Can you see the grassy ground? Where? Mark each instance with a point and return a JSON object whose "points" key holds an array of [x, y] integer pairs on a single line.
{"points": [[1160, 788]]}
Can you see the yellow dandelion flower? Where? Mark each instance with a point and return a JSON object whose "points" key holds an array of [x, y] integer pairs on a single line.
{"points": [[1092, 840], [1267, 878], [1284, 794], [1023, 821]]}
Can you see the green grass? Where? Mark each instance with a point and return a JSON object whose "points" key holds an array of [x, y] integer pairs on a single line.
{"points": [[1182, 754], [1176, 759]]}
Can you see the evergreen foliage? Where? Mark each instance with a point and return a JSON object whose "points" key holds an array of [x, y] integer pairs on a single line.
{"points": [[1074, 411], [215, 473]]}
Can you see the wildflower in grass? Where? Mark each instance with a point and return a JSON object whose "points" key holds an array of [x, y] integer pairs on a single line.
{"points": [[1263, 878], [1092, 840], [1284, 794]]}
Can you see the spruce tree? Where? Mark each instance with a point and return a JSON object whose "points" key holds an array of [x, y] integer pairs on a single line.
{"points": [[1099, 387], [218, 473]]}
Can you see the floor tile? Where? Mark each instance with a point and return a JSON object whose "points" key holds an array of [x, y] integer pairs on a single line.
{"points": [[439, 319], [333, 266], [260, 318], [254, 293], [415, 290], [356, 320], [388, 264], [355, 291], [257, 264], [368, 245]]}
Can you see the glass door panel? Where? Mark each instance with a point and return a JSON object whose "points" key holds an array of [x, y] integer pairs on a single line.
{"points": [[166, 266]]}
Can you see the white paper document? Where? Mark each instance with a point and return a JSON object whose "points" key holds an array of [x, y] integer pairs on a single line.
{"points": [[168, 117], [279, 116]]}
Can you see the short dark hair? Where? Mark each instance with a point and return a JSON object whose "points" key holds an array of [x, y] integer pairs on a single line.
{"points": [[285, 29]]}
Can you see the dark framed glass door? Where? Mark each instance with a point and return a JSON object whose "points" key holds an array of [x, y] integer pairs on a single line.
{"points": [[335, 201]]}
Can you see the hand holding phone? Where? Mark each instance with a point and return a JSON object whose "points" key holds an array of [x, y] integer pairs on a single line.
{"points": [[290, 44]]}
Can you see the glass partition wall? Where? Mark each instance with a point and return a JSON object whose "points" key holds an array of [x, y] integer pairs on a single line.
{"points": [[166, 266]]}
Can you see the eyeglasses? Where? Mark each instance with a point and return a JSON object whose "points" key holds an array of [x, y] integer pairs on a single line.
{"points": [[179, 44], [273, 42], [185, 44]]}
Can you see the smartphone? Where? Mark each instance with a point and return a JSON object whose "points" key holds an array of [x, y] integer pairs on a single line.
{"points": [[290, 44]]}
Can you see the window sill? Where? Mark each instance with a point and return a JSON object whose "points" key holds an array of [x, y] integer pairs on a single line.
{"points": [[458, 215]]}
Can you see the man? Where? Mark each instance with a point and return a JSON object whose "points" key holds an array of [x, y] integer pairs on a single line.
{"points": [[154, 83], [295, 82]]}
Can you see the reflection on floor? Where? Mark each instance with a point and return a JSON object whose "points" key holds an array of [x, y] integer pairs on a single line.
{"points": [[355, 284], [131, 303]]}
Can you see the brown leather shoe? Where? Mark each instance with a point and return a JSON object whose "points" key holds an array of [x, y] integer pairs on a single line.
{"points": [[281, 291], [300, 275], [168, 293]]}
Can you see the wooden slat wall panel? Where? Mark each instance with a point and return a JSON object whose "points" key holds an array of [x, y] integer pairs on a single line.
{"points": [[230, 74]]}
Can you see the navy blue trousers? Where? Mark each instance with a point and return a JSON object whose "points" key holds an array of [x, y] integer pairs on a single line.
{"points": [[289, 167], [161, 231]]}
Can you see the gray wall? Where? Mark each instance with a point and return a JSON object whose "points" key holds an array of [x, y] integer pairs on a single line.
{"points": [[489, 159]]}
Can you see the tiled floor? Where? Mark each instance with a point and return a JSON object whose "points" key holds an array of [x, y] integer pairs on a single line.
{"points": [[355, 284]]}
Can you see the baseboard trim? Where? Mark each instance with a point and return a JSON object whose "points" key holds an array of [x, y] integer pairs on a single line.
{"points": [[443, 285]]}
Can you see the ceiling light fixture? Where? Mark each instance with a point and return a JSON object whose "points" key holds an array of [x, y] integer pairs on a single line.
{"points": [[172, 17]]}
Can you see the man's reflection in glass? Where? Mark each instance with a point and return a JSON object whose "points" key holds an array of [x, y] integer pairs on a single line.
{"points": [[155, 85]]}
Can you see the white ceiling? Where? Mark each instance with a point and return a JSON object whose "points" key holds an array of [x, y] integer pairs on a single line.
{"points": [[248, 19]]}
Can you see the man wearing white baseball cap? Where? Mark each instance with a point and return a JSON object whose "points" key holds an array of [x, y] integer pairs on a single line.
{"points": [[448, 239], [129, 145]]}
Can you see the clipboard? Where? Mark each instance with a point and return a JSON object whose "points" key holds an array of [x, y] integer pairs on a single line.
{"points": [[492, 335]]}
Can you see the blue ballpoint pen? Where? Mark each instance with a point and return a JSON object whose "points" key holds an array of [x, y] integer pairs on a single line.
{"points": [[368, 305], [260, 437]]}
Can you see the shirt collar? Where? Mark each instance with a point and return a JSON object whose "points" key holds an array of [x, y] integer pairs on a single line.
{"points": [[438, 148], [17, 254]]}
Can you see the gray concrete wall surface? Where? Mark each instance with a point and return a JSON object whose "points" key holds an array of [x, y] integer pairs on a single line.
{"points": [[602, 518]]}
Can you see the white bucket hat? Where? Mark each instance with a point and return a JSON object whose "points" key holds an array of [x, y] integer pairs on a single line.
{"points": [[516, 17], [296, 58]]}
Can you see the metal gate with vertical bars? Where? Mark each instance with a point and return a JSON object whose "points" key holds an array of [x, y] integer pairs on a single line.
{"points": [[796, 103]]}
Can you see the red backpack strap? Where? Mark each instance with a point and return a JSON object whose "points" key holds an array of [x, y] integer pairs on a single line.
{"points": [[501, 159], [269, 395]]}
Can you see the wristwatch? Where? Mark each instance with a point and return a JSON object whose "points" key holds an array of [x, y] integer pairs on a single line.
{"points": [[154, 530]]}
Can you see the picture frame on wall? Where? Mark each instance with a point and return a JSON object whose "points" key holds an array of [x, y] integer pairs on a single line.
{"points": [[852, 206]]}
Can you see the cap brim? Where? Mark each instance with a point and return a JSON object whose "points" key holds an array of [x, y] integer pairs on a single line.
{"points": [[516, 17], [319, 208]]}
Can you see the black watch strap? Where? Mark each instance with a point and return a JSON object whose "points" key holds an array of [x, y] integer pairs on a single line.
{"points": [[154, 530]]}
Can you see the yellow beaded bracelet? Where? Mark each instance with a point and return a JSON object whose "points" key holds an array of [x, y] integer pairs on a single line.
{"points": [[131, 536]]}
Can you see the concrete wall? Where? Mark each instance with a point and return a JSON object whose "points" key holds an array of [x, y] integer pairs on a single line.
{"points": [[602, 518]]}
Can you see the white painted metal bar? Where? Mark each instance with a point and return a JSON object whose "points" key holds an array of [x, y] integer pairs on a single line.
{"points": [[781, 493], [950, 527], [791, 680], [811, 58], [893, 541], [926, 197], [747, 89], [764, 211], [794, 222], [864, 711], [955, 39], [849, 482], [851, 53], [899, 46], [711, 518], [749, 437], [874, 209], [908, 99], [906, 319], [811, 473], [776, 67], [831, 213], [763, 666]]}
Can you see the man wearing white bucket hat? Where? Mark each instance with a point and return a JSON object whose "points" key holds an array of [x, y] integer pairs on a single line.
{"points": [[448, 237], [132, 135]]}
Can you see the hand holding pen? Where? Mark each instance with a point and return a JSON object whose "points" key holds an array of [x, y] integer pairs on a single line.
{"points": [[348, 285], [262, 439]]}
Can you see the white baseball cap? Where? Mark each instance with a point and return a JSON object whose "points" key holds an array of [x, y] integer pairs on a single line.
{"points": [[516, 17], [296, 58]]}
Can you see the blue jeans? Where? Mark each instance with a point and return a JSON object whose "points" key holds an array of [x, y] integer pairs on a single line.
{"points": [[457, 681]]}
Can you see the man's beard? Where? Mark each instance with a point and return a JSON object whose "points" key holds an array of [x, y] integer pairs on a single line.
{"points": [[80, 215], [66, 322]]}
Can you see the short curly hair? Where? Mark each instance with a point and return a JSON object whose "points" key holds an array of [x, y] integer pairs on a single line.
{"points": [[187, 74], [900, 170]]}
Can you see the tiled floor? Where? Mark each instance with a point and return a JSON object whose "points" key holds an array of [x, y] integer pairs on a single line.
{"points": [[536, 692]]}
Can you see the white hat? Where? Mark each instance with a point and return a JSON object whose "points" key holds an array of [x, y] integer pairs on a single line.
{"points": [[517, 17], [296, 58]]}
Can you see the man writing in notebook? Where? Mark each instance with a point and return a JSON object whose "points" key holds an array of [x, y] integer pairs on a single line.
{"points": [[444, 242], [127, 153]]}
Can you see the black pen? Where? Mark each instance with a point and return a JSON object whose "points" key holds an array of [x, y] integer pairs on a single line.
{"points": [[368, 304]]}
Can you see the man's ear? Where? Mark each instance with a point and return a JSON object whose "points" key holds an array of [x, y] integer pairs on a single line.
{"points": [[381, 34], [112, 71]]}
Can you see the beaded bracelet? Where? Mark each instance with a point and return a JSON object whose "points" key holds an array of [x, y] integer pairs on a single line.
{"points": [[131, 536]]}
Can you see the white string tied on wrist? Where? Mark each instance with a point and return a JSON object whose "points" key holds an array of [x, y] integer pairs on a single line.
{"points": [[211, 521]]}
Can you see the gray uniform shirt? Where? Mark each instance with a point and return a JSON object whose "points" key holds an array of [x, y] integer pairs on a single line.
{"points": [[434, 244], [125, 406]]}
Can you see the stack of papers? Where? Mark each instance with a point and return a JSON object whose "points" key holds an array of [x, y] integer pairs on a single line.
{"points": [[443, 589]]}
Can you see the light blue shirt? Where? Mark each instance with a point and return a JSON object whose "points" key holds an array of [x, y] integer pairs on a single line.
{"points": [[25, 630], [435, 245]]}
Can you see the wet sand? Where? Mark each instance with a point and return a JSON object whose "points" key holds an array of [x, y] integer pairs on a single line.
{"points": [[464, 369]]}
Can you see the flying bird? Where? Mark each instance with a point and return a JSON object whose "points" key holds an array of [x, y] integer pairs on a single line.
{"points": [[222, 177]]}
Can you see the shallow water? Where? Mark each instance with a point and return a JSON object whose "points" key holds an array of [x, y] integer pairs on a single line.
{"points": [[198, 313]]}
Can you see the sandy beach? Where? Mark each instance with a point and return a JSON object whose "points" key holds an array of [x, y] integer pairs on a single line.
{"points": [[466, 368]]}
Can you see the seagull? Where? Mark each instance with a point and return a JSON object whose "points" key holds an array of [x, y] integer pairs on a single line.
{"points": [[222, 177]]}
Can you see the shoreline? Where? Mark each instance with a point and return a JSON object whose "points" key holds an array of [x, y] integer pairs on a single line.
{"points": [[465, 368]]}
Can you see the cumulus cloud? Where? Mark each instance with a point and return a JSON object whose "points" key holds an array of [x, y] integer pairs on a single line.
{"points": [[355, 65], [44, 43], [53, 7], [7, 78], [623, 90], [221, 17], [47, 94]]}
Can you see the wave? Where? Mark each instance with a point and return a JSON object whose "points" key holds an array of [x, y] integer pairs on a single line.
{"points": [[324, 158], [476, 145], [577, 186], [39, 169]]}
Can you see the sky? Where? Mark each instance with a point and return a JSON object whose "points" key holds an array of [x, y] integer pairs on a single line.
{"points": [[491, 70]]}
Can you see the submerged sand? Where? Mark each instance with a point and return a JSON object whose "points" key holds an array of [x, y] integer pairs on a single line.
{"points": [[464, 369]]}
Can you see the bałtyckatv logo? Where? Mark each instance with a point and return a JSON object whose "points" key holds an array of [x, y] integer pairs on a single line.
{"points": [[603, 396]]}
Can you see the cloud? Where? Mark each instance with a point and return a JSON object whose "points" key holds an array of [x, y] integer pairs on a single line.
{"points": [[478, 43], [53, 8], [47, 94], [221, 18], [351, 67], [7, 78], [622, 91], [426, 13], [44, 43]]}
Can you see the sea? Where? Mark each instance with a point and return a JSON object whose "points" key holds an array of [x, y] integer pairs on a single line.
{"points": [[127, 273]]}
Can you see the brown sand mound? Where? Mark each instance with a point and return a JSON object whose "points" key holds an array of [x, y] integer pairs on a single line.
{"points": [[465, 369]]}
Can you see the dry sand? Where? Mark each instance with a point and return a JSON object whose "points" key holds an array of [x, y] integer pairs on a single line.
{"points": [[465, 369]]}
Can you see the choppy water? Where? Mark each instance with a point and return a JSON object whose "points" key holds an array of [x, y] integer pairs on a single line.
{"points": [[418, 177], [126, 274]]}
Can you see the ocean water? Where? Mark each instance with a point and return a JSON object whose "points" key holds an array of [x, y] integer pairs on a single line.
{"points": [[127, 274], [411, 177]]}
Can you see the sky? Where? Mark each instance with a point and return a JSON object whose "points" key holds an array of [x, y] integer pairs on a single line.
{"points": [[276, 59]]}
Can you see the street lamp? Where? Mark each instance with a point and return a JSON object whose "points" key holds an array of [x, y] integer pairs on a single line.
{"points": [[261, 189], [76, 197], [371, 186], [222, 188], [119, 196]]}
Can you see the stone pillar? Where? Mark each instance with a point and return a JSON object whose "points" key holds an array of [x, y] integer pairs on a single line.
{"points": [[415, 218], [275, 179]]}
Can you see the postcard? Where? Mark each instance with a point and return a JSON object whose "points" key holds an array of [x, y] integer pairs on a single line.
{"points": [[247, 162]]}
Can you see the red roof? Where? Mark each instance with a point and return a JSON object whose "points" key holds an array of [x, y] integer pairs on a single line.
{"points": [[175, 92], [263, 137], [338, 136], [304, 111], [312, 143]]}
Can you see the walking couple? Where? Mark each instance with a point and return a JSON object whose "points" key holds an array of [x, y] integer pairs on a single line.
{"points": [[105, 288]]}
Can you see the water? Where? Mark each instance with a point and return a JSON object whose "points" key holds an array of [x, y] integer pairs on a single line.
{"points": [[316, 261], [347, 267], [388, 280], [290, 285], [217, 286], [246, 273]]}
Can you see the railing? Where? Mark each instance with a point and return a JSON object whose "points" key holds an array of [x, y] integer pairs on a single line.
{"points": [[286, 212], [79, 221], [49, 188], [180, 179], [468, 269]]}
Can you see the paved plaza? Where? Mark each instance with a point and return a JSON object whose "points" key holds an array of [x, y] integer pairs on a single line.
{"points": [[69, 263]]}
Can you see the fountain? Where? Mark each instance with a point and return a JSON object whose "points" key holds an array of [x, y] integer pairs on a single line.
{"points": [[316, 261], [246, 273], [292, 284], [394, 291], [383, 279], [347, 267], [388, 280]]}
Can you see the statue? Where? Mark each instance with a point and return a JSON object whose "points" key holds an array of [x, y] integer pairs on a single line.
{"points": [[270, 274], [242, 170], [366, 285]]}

● **TASK**:
Please quote nothing but the lines from the line with "Can you see the water?" through the end of the data above, exactly as written, ends included.

● **EXPECTED ANSWER**:
Can you see the water? Where? Mark each instance with a point and return a JSON object whose "points" key holds an array of [x, y] integer pairs on a single line.
{"points": [[316, 261], [347, 267], [388, 280], [290, 285], [217, 286], [246, 273]]}
Can you see the railing? Where? Mark each instance with a point and return a JSON object whose "points" key holds an array of [x, y] integer pairs on a single line.
{"points": [[286, 212], [79, 221], [49, 188], [180, 179], [468, 269]]}
Can you see the paved plaza? Where? Mark each instance with a point and return a JSON object whose "points" key holds an array of [x, y] integer pairs on a single line.
{"points": [[69, 263]]}
Can you see the fountain? Where? Mark each instance with a point and return a JSON object whose "points" key holds an array of [x, y] integer pairs on a single line.
{"points": [[316, 261], [246, 273], [292, 284], [394, 291], [383, 279], [347, 267], [388, 280]]}
Can you see the statue? Where? Mark each instance with a point and return a JSON object whose "points" key holds an array of [x, y] integer pairs on a single line.
{"points": [[270, 274], [242, 170], [366, 285]]}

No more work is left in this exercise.